++++ Text section ++++

The hacker will then perform something called 'credential stuffing'. Credential stuffing is when an attacker takes these usernames and passwords and plugs them into an automated 'account checker' which basically tries the username/password combination across many, many different sites across the internet, from social media logins to bank accounts. If the password works, the hacker now has access to the account and can drain an account, sell the data, etc.
For a better description, check out XKCD's comic below.
How do you defend against credential stuffing?
Password managers can securely store your passwords and often have browser extensions and apps so they can autofill your passwords across many accounts. Plus, you only have to remember one master password this way. But your master password now grants access to all of your other passwords, so make sure it's very strong!
They can also help you autogenerate very strong passwords, and some even have vaults so you can store other sensitive information (bank account details, insurance information, etc.).
I personally use 1Password because I like the family account option – if anyone in your family ever gets locked out, someone else can reset their account password (but won't have access to your individual vault).
You can also set up free alerts with Have I Been Pwned. This site aggregates information from data breaches and provides consumers with the ability to use that information to protect themselves. You can navigate to the 'Notify Me' tab at the top and enter your email address.
After you confirm the email address you've entered (where it will provide your current exposure), the site will send you an email anytime your email is involved in a data breach. That is, any breach the site is alerted to – their coverage is very good, but no single source will contain every leaked data breach. This way, you can just change the impacted password, and won't have to worry about it impacting any of your other accounts.
If you're working on security for a large organization, enterprise password management software (the same companies listed above provide these services) is a great idea, as well as strong password policies (mandating that your employees use sufficiently strong passwords). Have I Been Pwned also has a service which allows the domain owner to monitor for breaches which involve any email on the domain (and it's free!).
How else do hackers get passwords?

++++ Material provided ++++

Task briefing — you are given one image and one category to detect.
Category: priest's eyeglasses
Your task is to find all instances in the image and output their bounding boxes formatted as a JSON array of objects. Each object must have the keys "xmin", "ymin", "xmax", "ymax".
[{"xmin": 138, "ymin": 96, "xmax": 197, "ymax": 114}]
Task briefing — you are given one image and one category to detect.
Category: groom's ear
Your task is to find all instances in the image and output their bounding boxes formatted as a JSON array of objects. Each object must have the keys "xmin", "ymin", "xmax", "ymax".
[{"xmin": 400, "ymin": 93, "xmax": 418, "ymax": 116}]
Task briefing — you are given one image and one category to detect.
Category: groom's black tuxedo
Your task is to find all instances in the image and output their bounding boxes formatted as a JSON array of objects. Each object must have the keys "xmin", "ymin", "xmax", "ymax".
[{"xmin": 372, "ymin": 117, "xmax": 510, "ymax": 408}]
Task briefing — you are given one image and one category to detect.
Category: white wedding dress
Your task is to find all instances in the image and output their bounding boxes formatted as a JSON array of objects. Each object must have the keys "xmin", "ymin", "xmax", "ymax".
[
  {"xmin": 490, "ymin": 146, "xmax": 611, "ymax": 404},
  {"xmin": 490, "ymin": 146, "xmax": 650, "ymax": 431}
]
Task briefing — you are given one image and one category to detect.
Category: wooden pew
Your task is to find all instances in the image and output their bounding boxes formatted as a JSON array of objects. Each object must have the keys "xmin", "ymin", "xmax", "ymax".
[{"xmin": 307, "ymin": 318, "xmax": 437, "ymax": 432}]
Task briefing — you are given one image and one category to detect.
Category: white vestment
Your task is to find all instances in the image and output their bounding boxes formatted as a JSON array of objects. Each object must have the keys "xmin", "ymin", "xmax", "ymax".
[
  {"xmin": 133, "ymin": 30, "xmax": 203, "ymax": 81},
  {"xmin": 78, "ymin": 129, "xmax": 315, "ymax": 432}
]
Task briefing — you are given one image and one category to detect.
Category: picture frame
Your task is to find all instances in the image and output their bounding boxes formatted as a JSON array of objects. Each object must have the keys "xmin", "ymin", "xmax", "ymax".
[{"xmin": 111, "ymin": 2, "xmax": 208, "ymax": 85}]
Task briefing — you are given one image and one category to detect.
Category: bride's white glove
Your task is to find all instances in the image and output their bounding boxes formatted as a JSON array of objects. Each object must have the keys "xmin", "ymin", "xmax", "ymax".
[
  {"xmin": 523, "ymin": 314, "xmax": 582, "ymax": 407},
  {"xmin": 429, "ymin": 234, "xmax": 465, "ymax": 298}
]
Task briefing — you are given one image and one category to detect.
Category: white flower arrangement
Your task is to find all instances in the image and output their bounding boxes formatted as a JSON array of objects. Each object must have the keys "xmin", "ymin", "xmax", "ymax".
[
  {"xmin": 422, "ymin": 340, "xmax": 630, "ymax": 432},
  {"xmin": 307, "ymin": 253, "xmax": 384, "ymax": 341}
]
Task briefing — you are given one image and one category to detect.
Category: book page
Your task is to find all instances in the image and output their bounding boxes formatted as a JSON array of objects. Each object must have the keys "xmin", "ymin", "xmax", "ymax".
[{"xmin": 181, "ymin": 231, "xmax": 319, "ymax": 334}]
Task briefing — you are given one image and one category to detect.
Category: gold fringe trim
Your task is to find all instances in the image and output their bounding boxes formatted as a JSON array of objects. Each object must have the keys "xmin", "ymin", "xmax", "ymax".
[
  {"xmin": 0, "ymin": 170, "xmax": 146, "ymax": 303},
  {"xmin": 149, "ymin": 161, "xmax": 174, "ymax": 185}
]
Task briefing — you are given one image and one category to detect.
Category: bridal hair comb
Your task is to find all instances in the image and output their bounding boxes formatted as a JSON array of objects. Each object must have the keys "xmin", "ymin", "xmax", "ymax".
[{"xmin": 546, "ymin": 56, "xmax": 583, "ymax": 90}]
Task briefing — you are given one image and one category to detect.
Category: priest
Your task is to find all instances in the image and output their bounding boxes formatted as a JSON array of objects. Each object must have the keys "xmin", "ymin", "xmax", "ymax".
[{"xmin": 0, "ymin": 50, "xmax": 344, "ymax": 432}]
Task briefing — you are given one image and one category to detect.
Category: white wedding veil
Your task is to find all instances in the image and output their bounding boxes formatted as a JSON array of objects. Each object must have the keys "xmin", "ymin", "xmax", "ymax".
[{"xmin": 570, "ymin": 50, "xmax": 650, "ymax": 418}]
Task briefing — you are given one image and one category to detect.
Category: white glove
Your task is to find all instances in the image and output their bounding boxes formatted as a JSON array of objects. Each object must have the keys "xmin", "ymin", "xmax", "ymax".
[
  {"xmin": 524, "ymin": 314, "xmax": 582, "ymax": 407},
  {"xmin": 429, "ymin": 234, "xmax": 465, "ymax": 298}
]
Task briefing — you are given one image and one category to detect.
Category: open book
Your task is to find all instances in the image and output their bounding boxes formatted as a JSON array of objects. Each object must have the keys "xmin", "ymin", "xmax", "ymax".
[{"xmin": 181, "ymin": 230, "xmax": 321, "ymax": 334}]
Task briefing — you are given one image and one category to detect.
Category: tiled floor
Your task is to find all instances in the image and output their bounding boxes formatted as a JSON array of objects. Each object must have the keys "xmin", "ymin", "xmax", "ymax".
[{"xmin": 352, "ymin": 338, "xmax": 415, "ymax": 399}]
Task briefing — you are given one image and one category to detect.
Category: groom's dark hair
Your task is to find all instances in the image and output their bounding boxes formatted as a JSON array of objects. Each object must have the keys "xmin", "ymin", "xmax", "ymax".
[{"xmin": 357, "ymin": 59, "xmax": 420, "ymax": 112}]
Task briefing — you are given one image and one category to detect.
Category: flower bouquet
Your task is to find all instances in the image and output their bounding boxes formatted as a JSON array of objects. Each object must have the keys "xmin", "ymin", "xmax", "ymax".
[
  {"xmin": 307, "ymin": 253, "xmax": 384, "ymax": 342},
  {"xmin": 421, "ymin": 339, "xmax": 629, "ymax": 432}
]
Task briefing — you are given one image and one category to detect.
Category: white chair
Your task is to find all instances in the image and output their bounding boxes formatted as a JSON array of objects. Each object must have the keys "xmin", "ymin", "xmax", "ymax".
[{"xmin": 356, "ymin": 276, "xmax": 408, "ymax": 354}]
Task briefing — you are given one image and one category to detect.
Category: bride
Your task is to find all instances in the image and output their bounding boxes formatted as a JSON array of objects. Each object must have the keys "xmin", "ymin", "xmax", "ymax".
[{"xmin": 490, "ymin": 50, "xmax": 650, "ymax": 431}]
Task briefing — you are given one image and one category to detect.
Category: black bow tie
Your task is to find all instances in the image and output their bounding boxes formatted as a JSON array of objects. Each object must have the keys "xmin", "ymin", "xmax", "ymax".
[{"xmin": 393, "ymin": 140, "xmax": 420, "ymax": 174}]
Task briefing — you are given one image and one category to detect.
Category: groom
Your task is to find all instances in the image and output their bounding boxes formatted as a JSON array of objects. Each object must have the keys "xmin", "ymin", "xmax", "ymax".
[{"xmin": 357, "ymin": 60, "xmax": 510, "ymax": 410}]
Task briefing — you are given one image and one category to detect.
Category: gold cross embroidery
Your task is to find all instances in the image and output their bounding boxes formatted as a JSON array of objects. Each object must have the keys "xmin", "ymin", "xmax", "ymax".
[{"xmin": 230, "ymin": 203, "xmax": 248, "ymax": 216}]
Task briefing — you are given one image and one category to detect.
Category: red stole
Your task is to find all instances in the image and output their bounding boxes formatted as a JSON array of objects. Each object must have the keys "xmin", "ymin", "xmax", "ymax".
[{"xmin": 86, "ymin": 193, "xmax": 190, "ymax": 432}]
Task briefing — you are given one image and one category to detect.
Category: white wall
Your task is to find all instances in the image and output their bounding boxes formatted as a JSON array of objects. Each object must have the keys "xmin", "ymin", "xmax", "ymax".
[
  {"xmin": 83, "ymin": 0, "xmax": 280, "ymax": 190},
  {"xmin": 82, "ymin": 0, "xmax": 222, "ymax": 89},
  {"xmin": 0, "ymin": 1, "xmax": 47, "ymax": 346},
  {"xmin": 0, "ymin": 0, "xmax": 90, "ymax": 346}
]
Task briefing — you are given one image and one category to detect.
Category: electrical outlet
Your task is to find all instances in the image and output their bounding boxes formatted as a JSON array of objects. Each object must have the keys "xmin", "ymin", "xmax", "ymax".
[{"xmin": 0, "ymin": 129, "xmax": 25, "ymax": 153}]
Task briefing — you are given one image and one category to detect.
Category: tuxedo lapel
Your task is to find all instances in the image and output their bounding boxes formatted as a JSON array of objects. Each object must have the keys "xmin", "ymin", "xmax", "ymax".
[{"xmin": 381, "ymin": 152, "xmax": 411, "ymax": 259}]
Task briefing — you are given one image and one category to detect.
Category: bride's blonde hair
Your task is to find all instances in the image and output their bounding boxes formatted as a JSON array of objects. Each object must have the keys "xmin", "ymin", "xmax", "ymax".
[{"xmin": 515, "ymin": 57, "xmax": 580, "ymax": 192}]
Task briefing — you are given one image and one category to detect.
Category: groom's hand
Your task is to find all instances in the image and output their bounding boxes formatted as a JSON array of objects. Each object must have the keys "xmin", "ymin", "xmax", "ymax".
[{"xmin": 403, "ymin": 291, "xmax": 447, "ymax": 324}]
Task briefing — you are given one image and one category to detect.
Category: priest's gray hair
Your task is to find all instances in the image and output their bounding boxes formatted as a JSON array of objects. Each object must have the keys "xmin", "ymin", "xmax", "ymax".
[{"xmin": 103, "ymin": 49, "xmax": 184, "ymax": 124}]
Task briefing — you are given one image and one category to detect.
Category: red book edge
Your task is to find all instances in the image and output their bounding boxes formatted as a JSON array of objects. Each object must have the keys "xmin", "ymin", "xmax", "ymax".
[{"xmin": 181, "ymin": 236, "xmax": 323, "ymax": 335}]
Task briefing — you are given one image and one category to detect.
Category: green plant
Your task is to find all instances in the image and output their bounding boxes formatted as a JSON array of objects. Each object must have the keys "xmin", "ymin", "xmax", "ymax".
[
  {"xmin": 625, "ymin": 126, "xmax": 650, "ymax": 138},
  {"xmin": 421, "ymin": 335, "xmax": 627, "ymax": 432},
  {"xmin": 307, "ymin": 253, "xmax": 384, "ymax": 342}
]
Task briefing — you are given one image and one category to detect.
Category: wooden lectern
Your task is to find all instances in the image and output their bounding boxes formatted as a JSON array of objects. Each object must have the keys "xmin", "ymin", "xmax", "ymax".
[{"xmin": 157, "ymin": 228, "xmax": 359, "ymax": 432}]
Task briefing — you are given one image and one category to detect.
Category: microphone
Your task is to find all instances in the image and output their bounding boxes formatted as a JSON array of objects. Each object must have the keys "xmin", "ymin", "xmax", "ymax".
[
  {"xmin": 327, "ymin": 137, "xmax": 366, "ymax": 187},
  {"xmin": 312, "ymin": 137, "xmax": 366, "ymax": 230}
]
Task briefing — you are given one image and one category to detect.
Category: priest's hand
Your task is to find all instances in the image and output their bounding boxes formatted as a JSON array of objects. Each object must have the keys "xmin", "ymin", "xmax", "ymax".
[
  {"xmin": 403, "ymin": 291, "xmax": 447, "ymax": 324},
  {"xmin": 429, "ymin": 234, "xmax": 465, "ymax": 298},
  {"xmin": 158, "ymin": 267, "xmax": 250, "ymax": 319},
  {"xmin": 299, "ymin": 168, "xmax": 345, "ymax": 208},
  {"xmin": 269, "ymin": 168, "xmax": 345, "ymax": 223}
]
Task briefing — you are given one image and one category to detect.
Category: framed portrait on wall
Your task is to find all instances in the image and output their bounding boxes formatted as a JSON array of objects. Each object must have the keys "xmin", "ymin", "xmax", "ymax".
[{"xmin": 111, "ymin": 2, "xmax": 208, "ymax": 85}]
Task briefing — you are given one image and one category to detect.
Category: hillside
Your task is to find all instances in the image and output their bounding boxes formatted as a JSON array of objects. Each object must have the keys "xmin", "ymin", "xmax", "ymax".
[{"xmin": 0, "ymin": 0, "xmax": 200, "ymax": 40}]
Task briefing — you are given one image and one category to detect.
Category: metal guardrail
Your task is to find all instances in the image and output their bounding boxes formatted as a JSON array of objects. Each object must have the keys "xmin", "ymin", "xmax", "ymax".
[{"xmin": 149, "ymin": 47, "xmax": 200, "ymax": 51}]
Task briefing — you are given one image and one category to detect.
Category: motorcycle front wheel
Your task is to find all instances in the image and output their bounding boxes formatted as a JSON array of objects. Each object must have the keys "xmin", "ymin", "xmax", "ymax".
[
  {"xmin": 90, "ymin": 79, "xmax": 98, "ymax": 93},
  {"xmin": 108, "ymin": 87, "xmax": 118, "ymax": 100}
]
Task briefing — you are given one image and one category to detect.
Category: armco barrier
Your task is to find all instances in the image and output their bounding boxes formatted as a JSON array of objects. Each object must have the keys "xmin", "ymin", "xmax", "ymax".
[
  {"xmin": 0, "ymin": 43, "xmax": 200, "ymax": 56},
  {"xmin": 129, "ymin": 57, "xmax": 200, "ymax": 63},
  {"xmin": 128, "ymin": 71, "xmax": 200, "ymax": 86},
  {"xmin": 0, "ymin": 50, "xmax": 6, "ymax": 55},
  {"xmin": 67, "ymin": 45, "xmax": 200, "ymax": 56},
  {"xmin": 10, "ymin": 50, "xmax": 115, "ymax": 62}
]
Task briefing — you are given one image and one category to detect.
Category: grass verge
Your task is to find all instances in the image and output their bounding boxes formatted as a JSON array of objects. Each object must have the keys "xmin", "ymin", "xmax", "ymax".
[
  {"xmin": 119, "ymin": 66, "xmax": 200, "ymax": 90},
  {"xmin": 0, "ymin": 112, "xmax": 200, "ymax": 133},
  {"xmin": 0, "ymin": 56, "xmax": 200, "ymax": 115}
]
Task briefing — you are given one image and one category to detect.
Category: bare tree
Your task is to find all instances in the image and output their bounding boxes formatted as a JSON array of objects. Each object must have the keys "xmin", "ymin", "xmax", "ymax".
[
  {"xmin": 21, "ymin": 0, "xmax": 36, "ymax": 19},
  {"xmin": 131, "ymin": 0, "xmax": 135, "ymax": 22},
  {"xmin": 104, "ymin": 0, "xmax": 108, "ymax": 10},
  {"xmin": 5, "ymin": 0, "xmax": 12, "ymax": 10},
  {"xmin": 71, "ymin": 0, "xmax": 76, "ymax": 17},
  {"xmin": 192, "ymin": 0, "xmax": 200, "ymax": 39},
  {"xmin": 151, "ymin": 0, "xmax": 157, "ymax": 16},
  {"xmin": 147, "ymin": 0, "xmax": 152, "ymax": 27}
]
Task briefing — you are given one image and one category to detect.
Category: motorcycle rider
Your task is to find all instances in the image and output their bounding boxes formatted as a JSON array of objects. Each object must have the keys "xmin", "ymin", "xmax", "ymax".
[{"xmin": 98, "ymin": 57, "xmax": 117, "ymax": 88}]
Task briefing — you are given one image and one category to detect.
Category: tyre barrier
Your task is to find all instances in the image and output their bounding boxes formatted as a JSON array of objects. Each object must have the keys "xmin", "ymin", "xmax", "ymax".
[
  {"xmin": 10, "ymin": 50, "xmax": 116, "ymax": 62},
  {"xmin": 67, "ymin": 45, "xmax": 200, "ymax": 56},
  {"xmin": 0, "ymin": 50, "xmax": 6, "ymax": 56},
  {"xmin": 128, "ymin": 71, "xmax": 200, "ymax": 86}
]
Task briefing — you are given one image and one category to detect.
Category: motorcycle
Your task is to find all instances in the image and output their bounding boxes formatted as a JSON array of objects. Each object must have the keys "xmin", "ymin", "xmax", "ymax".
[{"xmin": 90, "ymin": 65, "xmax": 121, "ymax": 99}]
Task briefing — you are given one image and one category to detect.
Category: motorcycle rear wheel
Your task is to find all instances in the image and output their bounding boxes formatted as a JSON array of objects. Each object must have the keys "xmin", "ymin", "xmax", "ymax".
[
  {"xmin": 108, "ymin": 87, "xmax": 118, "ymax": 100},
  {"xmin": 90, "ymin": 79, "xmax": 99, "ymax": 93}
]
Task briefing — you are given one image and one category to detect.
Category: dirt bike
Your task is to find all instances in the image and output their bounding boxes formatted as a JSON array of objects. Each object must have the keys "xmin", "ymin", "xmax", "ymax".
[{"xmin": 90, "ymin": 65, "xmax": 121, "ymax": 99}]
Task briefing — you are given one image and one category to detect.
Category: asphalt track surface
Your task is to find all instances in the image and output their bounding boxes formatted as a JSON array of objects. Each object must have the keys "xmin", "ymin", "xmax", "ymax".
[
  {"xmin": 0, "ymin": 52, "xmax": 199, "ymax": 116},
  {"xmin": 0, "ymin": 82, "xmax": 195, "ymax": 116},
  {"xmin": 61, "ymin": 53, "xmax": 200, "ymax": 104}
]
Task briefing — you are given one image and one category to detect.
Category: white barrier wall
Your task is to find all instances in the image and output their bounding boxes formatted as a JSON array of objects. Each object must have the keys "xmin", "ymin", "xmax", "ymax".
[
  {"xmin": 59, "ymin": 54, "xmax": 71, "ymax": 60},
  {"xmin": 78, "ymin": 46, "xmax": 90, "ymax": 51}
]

++++

Exercise brief: Proceed with the passage on credential stuffing, writing on from the point after its last line. These rows have no connection to the passage on credential stuffing.

Expected answer:
There are a few other possibilities – shoulder surfing, or basically watching you type your password – though this is unlikely given that the person has to be physically watching you.
Then there's theft of passwords which have been written down, or just pictures of written down passwords which are visible in photos. Again, this is much less likely than any of the above options as it typically comes from a targeted attack (which is inherently less common than crimes of opportunity).
Avoiding these two is pretty simple – don't allow someone to watch you enter your password, and don't write down your password. Use a password manager instead! If you simply have to write it down, store it someplace that someone is unlikely to search through or find by accident. I'd suggest the bottom of a box of tampons. Much more secure than a sticky note on your monitor.
It seems really easy to get hacked. Should I be concerned?
The most important thing to remember about hacking is that no one wants to do more work than they have to do. For example, breaking into your house to steal your password notebook is a lot harder than sending phishing emails from the other side of the world. If there's an easier way to get your password, that's probably what a nefarious actor will try first.
That means that enabling basic cyber security best practices is probably the easiest way to prevent getting hacked. In fact, Microsoft recently reported that just enabling Two-Factor Authentication will end up blocking 99.9% of automated attacks.
So, enable 2FA, use a password manager to autogenerate long, complex, unique passwords for every account, and think before you click! Avoid clicking on sketchy or unexpected links and attachments, and stay vigilant.